The case study conducted by Oliver and Whitehouse provides the real accounts of different encounters that flawed the UK brewing industry before its subservient failure. This paper draws its reference to the case study and analyses the UK Brewing Industry in three different sections in regard to the time when the case study was carried out. This paper analyses the UK brewing industry using the PESTEL model and the Porters Five Force Model.
Section 1: Macro-Environmental Analysis
This section analyses the UK brewing industry using the PESTEL model.
Government restrictions affect the brewing industry in the UK. Currently, the government restricts excessive consumption of alcohol as a way of controlling the binge drink culture. The beer duty increased to 9% with an inflation of 2% in the 2008 budget. The governments decision to increase value-added-tax (VAT) on the bear in January 2011 resulted in increased inflation from 2 % to 4 %(Koller, 2015; Hill, 2014). These regulations make the political factor a threat.
Economic burden experienced in the UK makes it difficult for brewers to grow as expected. According to (Pavey, 2007), rising cost of commodities and the continuous increase in the price of energy, food tax, and increasing rates of unemployment are also having an adverse impact in regard to the input costs. The increase in the salaries of staff as a result of minimum wage increases and the growing need for national insurance increases the labor costs for brewers hence making it difficult to operate as a result of declining net profits (Bridge, 2011). The UK economic burden threatens the survival of brewing firms.
There are increasing social concerns in relation to binge culture in the UK. Excessive consumption of alcohol is also linked to rising levels of crime, increased domestic violence and marital problems, poor school performance as well as a reduction in employee productivity at their respective workplaces. The continuous government restrictions will result in a deterrence of clients from buying alcohol and beer products (Hill, 2014). The changing sociological environment, therefore, poses a threat to the survival of new firms.
Technology affects the way in which beer is manufactured, advertised and distributed to the final consumers (Bridge, 2011). Technology enables beer brewing firms to manufacture more brands of beer with different flavors and tastes which appeal to the public (Koller, 2015). Technological growth has enabled brewers to increase their efficiency and reduce their cost of production.For instance, Adams decision to use energy renewable technology in its production system allowed the company to save 30% of the total costs spent on energy annually (Swinnen, 2011). Technology has also improved distribution channels as brewing firms are currently using new techniques such as Electronic Funds Transfer (EFT), Global Positioning systems (GPS), and the portable data collection terminals to improve their distribution process (Pavey, 2007). Technological development is a large opportunity for brewers to increase their sales and overall profits.
The UK has implemented various laws which impact the brewing industry. There is a stronger implementation of underage consumption of beer regulations in the UK. The UK has also set 80 mg as the legal limit of alcohol consumption before driving(Oliver & Whitehouse, 2015). This limit affects the brewing industry by reducing the number of sales in beer brewing places including pubs and clubs. The increased legislation is a great threat to the survival of new firms as well as the existing one.

- _Exercise tasks_:
**1.** According to the analysis of the UK brewing industry above, what percentage of its total annual energy costs did Adams save by using renewable energy technology?
**2.** Pick up the UK brewing industry analysis above where it stops and write what follows.

- _Supplied data_:
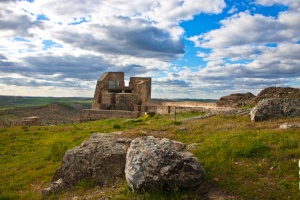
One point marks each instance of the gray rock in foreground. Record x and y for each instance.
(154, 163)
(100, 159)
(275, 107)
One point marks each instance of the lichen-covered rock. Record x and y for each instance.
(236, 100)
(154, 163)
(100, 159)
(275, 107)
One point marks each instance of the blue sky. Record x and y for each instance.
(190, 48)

---

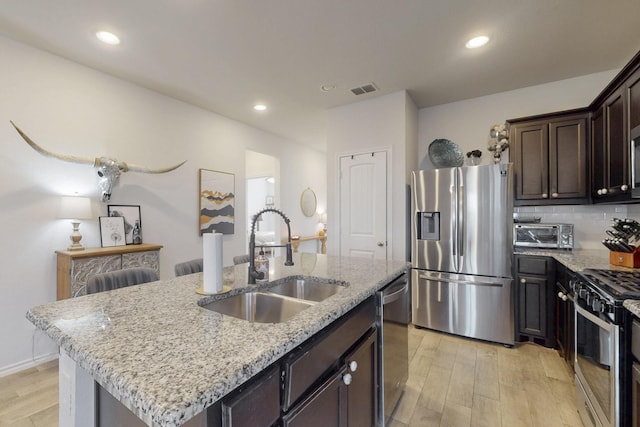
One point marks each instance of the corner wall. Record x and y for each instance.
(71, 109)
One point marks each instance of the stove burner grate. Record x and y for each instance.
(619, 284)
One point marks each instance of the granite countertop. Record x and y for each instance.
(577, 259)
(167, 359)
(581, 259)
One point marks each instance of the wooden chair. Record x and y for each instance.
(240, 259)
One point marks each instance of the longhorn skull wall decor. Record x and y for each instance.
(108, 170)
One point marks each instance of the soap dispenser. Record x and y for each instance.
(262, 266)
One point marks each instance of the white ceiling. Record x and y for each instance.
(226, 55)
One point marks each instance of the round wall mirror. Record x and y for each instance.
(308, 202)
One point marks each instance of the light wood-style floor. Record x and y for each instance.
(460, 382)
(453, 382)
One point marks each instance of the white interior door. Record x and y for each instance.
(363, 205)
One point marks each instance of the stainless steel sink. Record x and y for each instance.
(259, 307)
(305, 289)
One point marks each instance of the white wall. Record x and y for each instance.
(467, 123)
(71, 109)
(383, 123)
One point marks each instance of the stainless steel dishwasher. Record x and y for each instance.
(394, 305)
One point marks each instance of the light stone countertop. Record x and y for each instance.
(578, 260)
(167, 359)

- _Task results_:
**1.** 30%

**2.**
Environmental measures taken to manage consumption of beer such as reducing carbon (iv) oxide emission by twice the normal amount will result in a reduction in beer consumption hence cause diminishing sales (Swinnen, 2011). There are also regulatory demands to protect the environment through reusing, and recycling which affects the amount of beer consumed and sold in the industry. The rise in transportation and delivery costs of goods also affects the industry by reducing the number of profits made, hence remains a critical threat to the functioning of the new firms.
Key Factors that Impacted the Beer Industry at the Time when Oliver and Whitehouse Conducted the Case Study
Strict regulation, economic volatility, and social changes are the three factors that impacted the performance of the brewing industry. First, the UK government introduced the progressive beer duty requiring small-scale brewers to pay significantly less beer duty than brewers that operated on a large scale (Pavey, 2007). This move led to the entry of many new firms in the market resulting in high competition. Currently, there is a growing concern on the need to reconsider these policies to reinstate the UK brewing industry (Bridge, 2011).
Economic volatility occurred as a result of changes in some macro environmental factors including an increase in the price of fuel, unstable inflation, and growing competition as a result of new market entrants (Hillma, 2007). Unstable inflation caused banks to reduce their financial support to the UK brewery operators. Firms responded to the issue through acquisition deals which led to the creation of large market players that accounted for stiff competition with new entrants. For instance, AB InBev acquired Camden Town Brewery in December 2015(Oliver & Whitehouse, 2015).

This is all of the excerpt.